Bounding-box records:
--*--

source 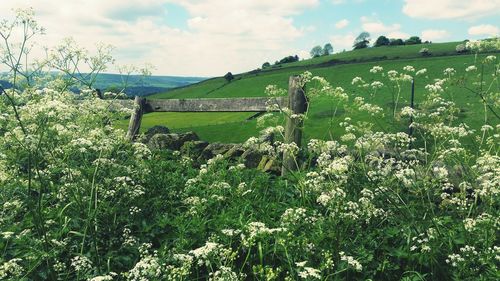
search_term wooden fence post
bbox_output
[127,96,146,141]
[281,76,307,176]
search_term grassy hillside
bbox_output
[116,42,496,142]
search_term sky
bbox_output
[0,0,500,77]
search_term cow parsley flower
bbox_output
[370,65,384,73]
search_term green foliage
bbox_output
[323,43,333,56]
[405,36,422,45]
[275,55,299,65]
[224,72,234,83]
[309,45,324,58]
[352,31,370,50]
[389,39,405,46]
[373,35,391,47]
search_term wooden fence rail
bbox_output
[127,76,308,175]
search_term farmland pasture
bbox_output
[0,7,500,281]
[119,51,493,142]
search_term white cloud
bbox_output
[468,24,500,37]
[403,0,500,19]
[0,0,319,76]
[361,17,410,39]
[330,32,357,52]
[421,29,450,41]
[335,19,349,29]
[361,17,401,34]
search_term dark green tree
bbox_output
[323,43,333,56]
[373,35,390,47]
[405,36,422,45]
[389,38,405,46]
[352,31,370,50]
[224,72,234,82]
[309,45,323,58]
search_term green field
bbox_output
[120,42,492,142]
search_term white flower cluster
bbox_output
[0,258,24,280]
[295,261,321,280]
[339,252,363,272]
[71,256,92,273]
[370,65,384,73]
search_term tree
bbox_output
[373,35,390,47]
[389,38,405,46]
[224,72,234,82]
[352,31,370,50]
[309,45,323,58]
[323,43,333,56]
[405,36,422,45]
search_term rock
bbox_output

--*--

SET PROBLEM: Quote every line of the material above word for word, but leave out the pictures.

REPLY TO THE EXERCISE:
source 
search_term wooden fence post
bbox_output
[127,96,146,141]
[281,76,307,176]
search_term grassy hillside
bbox_output
[116,42,496,142]
search_term sky
bbox_output
[0,0,500,77]
search_term cow parsley flower
bbox_output
[370,65,384,73]
search_term green foliage
bbox_output
[323,43,333,56]
[405,36,422,45]
[275,55,299,65]
[224,72,234,83]
[309,45,324,58]
[352,31,370,50]
[389,39,405,46]
[373,35,391,47]
search_term wooden fence rail
bbox_output
[127,76,308,175]
search_term farmland pasture
bbox_output
[0,7,500,281]
[119,51,493,142]
search_term white cloud
bbox_output
[468,24,500,37]
[403,0,500,19]
[0,0,319,76]
[361,17,410,39]
[330,32,357,52]
[421,29,450,41]
[335,19,349,29]
[361,17,401,34]
search_term dark green tree
bbox_output
[323,43,333,56]
[373,35,390,47]
[405,36,422,45]
[389,38,405,46]
[352,31,370,50]
[224,72,234,82]
[309,45,323,58]
search_term green field
bbox_output
[120,42,492,142]
search_term white flower cluster
bbox_output
[0,258,24,280]
[295,261,321,280]
[339,252,363,272]
[71,256,92,273]
[370,65,384,73]
search_term tree
bbox_output
[373,35,390,47]
[389,38,405,46]
[224,72,234,82]
[352,31,370,50]
[309,45,323,58]
[323,43,333,56]
[405,36,422,45]
search_term rock
bbox_output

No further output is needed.